--- WHAT YOU SHOULD DO ---
On how many lines of these entries does the word "umbrella" occur? State the number alone.

┌─ SOURCE MATERIAL

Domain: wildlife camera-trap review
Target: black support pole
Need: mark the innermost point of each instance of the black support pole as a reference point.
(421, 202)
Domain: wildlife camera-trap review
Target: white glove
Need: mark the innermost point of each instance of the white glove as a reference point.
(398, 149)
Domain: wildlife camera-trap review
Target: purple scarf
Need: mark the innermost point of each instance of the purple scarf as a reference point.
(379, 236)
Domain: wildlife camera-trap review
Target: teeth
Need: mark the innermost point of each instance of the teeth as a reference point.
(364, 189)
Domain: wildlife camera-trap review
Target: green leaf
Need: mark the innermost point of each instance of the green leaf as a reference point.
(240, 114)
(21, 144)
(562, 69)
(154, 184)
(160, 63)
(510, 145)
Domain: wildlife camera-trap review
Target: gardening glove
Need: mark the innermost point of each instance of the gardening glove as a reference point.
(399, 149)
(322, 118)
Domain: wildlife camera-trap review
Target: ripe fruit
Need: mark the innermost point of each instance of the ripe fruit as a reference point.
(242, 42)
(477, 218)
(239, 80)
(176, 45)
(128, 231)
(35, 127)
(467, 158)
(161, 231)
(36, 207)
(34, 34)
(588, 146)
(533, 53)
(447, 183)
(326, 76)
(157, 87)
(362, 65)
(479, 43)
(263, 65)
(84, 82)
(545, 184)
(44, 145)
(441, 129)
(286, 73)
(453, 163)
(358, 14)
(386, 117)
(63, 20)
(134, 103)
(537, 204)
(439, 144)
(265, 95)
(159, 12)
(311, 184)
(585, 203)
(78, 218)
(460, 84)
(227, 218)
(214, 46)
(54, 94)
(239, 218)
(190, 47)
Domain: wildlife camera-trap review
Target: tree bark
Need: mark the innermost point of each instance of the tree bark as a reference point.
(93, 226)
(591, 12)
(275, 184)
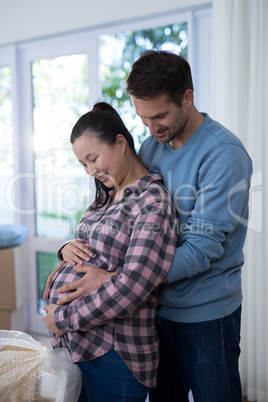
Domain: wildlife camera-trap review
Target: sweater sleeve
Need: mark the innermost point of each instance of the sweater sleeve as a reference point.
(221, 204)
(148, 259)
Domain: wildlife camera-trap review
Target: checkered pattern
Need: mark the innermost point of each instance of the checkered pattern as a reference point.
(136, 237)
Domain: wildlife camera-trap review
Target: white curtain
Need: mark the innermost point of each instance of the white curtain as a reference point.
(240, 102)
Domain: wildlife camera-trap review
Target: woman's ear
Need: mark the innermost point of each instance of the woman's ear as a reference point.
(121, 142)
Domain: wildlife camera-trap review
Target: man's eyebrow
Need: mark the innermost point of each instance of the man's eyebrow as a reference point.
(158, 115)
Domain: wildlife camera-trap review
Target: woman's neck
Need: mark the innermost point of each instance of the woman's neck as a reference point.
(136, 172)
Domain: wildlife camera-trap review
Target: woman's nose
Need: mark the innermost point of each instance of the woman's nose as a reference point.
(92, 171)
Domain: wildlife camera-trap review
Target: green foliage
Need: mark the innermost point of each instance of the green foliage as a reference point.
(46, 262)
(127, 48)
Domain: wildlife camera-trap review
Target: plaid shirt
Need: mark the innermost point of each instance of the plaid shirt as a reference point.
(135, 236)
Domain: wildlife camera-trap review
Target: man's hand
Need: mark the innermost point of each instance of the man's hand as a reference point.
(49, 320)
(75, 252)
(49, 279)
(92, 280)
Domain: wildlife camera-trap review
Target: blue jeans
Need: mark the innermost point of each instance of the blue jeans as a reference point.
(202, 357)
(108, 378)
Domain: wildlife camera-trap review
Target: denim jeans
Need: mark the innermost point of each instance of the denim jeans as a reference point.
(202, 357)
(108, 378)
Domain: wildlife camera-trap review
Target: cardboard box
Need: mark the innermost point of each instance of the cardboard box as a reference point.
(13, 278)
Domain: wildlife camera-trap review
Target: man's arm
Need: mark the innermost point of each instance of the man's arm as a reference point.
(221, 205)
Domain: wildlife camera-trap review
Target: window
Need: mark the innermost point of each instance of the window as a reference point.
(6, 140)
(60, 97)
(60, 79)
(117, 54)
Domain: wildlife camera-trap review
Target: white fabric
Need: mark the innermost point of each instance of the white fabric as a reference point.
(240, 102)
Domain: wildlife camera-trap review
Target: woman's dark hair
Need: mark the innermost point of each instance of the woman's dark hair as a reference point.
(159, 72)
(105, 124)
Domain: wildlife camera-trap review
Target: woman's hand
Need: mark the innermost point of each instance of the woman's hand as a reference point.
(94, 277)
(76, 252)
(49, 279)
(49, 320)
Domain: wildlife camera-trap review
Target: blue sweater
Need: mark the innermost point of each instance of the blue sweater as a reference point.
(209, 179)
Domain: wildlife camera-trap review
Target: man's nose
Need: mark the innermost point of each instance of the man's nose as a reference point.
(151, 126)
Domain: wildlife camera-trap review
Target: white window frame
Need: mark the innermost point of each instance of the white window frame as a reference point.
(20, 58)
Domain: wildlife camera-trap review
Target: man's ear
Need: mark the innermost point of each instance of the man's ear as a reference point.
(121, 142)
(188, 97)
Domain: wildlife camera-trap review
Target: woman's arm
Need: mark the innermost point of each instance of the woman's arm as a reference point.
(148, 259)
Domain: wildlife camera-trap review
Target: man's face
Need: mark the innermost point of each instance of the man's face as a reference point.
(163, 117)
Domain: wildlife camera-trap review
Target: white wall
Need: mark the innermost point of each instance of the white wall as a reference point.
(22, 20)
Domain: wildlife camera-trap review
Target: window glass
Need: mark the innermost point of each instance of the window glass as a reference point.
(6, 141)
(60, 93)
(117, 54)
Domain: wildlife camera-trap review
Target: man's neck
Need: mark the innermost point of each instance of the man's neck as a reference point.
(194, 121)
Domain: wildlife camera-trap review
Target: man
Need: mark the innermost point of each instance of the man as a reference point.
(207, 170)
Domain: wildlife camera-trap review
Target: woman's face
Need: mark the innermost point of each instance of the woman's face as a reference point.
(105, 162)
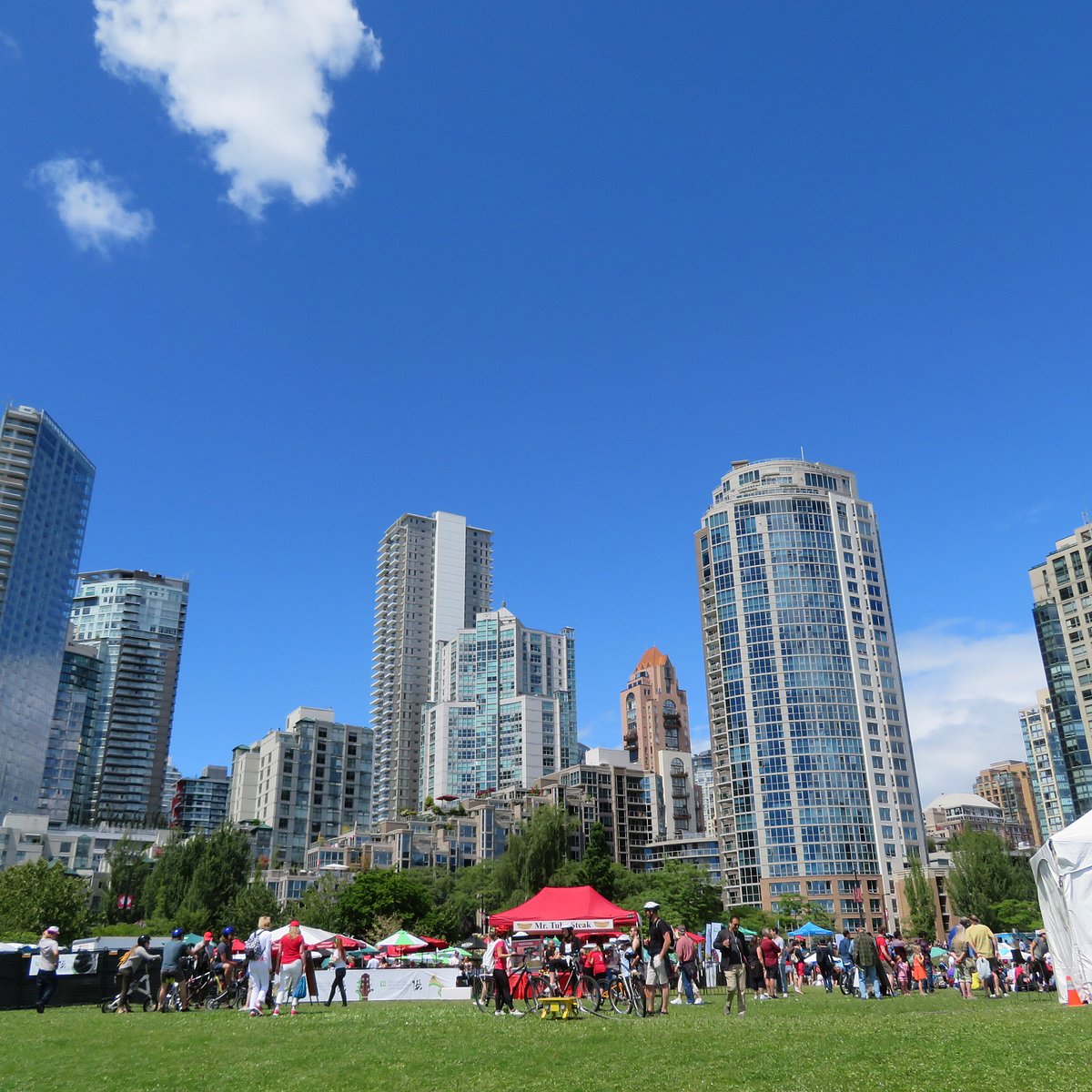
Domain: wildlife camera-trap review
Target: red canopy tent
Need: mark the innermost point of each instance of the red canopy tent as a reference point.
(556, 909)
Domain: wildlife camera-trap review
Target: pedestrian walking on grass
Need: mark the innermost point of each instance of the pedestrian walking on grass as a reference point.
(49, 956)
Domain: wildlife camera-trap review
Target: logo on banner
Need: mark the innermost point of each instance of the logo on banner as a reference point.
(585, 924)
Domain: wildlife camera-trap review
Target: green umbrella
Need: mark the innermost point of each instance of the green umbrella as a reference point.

└─

--- FINAL ANSWER ---
2